::: SUPPLIED DATA :::

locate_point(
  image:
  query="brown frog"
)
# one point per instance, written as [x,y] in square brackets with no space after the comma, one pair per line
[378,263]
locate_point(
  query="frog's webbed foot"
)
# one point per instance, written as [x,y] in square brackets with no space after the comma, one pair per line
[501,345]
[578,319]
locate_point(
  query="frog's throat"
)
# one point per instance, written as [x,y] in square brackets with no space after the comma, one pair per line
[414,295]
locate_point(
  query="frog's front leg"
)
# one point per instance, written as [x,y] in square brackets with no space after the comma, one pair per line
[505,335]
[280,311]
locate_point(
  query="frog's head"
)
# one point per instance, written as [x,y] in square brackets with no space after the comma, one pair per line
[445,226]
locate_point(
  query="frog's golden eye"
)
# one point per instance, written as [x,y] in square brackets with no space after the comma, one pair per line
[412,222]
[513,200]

:::
::: SUPPLIED DATA :::

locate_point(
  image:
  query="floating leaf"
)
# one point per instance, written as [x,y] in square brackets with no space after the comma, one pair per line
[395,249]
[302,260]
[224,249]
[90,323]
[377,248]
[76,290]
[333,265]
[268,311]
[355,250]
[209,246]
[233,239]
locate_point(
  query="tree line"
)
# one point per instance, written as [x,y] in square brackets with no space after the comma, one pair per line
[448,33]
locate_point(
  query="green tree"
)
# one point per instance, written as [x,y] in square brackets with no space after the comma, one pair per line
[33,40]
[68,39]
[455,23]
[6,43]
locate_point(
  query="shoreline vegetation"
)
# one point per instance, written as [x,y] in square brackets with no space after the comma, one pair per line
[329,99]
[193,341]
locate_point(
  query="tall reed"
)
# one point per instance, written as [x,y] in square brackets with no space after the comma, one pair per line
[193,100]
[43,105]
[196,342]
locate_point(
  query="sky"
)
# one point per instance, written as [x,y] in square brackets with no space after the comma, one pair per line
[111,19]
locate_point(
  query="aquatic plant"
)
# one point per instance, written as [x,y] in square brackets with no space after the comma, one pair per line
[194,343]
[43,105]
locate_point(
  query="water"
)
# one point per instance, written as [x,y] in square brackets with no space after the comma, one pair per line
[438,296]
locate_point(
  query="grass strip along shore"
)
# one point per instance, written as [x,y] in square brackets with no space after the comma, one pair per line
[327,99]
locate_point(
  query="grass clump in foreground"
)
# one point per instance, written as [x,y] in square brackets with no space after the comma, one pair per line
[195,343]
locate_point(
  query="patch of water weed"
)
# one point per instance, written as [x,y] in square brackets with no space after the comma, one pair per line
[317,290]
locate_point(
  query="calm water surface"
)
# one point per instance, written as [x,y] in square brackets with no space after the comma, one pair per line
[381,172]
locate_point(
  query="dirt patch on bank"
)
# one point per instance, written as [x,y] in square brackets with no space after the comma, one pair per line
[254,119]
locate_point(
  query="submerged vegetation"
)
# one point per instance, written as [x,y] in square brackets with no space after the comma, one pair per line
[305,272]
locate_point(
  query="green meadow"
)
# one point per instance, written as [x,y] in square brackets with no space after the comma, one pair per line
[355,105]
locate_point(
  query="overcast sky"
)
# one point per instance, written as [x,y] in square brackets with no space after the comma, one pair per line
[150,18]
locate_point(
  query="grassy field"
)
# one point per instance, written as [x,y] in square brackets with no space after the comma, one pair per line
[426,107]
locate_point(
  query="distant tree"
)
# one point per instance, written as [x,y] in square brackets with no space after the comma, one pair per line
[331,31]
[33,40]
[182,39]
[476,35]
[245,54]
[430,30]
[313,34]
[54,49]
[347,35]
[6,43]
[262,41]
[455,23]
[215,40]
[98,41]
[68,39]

:::
::: SUPPLIED DATA :::

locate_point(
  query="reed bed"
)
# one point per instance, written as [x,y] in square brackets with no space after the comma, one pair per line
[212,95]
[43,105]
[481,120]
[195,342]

:::

## TASK GOAL
Collect every line of the listing above that contains the word "tree".

## FINISHED ANSWER
  query="tree line"
  query="green tree"
  query="distant tree"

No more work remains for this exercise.